• _GIVEN REQUEST_
List every line in the records below that contains the word "sweater".

Records in a dataset

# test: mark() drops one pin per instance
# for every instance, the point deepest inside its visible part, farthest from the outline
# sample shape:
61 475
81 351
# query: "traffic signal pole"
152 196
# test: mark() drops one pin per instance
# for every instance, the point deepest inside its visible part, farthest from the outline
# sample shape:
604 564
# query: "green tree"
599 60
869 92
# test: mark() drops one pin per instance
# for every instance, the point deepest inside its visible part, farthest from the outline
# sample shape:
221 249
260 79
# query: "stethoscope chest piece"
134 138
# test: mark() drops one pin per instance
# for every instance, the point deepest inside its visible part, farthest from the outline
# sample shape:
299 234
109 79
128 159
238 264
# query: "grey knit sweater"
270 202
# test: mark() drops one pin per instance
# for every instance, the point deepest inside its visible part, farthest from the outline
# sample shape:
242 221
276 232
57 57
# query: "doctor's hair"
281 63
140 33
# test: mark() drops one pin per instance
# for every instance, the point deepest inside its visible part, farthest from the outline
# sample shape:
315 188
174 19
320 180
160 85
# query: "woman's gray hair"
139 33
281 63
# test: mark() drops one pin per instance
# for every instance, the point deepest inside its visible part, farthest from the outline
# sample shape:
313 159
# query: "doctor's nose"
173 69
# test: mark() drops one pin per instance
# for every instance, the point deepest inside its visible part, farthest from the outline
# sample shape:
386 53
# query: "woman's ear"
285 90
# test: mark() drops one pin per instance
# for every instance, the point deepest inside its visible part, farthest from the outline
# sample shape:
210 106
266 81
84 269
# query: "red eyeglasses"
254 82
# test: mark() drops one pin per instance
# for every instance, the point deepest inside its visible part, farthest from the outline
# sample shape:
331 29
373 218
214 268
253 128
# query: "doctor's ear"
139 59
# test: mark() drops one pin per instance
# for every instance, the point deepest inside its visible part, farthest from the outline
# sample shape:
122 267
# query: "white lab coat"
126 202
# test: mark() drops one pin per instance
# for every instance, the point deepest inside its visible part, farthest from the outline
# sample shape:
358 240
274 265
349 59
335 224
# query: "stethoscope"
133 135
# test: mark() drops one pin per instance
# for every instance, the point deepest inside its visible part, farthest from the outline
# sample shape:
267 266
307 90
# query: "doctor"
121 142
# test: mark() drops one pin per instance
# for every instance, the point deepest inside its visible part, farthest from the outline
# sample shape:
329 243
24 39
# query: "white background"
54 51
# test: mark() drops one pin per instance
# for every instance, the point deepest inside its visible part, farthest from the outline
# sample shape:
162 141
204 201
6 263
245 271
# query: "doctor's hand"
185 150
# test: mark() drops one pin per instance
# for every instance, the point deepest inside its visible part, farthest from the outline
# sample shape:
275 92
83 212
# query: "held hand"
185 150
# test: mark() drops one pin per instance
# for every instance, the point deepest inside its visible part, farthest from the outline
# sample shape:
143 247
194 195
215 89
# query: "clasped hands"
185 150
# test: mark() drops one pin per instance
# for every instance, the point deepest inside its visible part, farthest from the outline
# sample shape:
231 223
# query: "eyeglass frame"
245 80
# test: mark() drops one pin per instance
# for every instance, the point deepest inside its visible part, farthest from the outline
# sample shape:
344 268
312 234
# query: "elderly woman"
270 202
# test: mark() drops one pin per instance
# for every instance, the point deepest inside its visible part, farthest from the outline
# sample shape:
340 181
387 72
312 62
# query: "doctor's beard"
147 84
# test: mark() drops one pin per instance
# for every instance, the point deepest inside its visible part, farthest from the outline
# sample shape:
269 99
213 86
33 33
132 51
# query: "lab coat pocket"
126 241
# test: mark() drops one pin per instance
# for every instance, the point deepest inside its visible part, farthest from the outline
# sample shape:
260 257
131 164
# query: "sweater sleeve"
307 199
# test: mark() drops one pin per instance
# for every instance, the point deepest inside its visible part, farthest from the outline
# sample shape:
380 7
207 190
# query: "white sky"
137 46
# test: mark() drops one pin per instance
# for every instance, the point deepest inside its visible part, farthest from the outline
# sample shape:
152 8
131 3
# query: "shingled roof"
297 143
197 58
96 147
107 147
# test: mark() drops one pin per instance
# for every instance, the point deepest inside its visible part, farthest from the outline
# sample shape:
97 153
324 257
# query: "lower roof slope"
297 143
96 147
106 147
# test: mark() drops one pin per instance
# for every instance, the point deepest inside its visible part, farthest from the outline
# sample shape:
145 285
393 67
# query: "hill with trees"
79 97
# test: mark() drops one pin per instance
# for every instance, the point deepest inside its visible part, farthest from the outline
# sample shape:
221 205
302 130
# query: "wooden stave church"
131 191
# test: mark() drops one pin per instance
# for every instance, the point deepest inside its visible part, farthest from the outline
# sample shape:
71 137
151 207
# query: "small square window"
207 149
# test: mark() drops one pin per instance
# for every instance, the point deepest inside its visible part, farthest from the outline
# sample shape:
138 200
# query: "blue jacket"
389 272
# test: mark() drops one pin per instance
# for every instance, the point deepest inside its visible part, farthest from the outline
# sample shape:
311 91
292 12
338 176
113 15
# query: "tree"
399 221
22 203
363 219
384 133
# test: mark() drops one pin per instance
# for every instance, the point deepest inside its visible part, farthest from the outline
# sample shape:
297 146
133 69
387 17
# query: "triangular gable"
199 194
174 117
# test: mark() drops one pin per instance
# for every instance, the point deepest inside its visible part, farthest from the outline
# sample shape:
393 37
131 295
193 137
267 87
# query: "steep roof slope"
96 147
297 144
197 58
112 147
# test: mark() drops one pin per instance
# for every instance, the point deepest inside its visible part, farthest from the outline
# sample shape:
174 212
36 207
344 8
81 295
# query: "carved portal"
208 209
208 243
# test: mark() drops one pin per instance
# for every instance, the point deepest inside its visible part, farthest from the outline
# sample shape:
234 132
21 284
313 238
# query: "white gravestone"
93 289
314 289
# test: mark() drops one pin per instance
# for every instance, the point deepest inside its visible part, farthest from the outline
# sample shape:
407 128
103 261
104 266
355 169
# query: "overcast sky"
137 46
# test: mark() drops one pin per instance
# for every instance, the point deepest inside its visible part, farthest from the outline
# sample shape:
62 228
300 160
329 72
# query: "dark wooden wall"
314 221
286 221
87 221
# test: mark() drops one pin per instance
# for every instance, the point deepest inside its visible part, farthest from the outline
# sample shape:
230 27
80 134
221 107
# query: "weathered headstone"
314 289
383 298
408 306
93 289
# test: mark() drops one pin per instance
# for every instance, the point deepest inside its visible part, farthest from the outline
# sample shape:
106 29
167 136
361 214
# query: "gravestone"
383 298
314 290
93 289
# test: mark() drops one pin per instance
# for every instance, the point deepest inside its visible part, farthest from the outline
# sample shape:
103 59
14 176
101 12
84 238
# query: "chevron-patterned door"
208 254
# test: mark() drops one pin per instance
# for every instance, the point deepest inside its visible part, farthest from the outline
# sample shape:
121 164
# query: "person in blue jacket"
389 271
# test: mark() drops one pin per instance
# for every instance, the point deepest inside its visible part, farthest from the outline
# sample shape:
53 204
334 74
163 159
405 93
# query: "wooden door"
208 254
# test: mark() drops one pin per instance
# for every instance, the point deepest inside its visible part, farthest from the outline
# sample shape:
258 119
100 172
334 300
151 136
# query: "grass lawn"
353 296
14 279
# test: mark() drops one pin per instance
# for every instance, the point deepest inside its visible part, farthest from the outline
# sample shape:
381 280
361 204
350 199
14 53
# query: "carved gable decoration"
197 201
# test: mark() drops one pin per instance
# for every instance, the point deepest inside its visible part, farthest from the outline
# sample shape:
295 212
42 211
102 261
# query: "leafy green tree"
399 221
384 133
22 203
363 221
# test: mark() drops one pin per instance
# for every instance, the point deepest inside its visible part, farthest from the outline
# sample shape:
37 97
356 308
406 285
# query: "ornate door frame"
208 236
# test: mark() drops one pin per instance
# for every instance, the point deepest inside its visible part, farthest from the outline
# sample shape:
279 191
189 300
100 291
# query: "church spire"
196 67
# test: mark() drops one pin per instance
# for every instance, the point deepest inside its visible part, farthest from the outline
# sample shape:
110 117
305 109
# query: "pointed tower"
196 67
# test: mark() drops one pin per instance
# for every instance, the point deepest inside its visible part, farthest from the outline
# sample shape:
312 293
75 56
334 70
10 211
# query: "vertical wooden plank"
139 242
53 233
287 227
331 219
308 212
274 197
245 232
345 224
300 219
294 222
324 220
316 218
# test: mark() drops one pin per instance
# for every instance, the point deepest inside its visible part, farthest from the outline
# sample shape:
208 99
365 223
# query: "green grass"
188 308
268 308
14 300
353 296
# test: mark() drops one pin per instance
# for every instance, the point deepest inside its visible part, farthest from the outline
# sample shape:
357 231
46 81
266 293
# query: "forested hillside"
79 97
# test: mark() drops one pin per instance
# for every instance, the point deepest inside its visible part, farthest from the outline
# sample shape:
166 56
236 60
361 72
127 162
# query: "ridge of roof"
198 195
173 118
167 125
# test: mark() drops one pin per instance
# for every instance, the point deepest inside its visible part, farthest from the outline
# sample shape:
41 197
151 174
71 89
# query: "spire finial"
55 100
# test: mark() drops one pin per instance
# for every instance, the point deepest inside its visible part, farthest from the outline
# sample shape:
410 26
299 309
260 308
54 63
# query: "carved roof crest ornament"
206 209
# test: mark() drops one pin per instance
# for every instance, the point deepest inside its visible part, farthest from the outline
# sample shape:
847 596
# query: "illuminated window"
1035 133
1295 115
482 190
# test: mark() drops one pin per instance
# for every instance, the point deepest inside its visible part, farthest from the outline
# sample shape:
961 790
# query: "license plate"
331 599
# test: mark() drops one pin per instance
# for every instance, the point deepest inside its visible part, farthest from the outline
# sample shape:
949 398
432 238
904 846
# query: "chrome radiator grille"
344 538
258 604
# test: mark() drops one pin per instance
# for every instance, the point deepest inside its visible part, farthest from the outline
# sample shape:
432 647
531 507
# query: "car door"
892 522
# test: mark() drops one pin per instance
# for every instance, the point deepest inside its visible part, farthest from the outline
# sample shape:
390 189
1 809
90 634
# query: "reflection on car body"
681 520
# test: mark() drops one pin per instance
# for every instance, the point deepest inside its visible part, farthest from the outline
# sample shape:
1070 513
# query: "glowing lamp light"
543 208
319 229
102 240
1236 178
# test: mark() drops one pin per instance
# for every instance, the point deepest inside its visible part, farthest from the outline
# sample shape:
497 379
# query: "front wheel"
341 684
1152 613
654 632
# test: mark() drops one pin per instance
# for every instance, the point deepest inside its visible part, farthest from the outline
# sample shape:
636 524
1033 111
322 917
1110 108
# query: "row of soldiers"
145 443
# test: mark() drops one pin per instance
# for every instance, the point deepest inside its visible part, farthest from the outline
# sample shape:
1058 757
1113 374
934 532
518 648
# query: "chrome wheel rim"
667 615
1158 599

• _RESULT OF THE TASK_
# query: "grey knit sweater"
# query: "sweater sleeve"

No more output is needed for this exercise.